DOCUMENT SECTION
┌──

Temporary breakpoint 1, main (argc=1, argv=0x7fffffffe628) at src/xdpfw.c:297
297         struct cmdline cmd = 
(gdb) bt
#0  main (argc=1, argv=0x7fffffffe628) at src/xdpfw.c:297

The solution from #9 doesn't work in my case. Guess that it's because it's accessing XDP in native mode.

Also, is simply git pull (which btw works) and make && make install enough to process the update? Or something else may be needed as well?

OpenSource03 commented 2 years ago

Also, I'm surprised that it's saying libbpf: Kernel error message: XDP program already attached as I did only run it in qdb, which said that it "killed" the process as I exited it.

gamemann commented 2 years ago

Hey @OpenSource03,

The program itself attaches the XDP/BPF program to the interface. It needs to be cleaned up manually via this line:

https://github.com/gamemann/XDP-Firewall/blob/master/src/xdpfw.c#L535

However, since the program is seg faulting for you before this line, it never gets to this point.

Thankfully, you do not need to restart the machine every time to detach the XDP program. Instead, you can use the following iproute2 command(s) as root to detach the XDP program from the interface.

# For unloading the XDP program in DRV mode (what it appears you'll want to run).

└──

RAW DATA
┌──

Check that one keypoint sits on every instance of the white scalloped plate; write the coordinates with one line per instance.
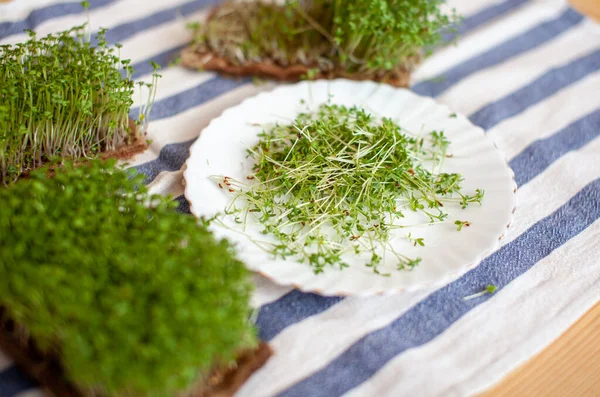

└──

TO-DO LIST
**a)** List every command that appears written out in the XDP firewall thread, including the one typed at the debugger prompt.
**b)** Using the XDP firewall thread, decide whether each statement agrees with it. (i) The commenter reports that the solution from #9 works in their case. (ii) The XDP/BPF program has to be cleaned up manually at a specific line of the source. (iii) The machine must be restarted every time to detach the XDP program. Answer yes or no for each and quote the deciding words.
**c)** Carry on the XDP firewall thread from the point where it stops.

THE RESPONSES
**a)**
bt
git pull
make
make install

**b)**
(i) No: "The solution from #9 doesn't work in my case."
(ii) Yes: "It needs to be cleaned up manually via this line"
(iii) No: "you do not need to restart the machine every time to detach the XDP program."

**c)**
ip link set <interface> xdpdrv off

# For unloading the XDP program in SKB mode.
ip link set <interface> xdpgeneric off

Would you be able to use the run command in gdb instead of start? It appears to be making a temporary breakpoint for some reason.

Also, can you provide the output of the following commands?

# Kernel version.
uname -r  

# OS details.
cat /etc/*-release

# Clang version.
clang --version

# LLC/LLVM version.
llc --version

As for testing on your server, we can do that if you'd like! My Discord tag is christian_#5073. I do want to see if I can replicate it on a VM first once I gather the details from above! Feel free to DM them to me on Discord after adding me if you aren't comfortable sharing them here.

Thank you!

OpenSource03 commented 2 years ago

Hello there.

The latest commit fixed the issue. I've seen the changes and those seem pretty minor, but let's guess that the use of MAX_CPUS may have been the solution...

Below you can see the log of the commands should you still need that:

ubuntu@ns3169717:~$ uname -r 
5.4.0-90-generic
ubuntu@ns3169717:~$ cat /etc/*-release
DISTRIB_ID=Ubuntu
DISTRIB_RELEASE=20.04
DISTRIB_CODENAME=focal
DISTRIB_DESCRIPTION="Ubuntu 20.04.3 LTS"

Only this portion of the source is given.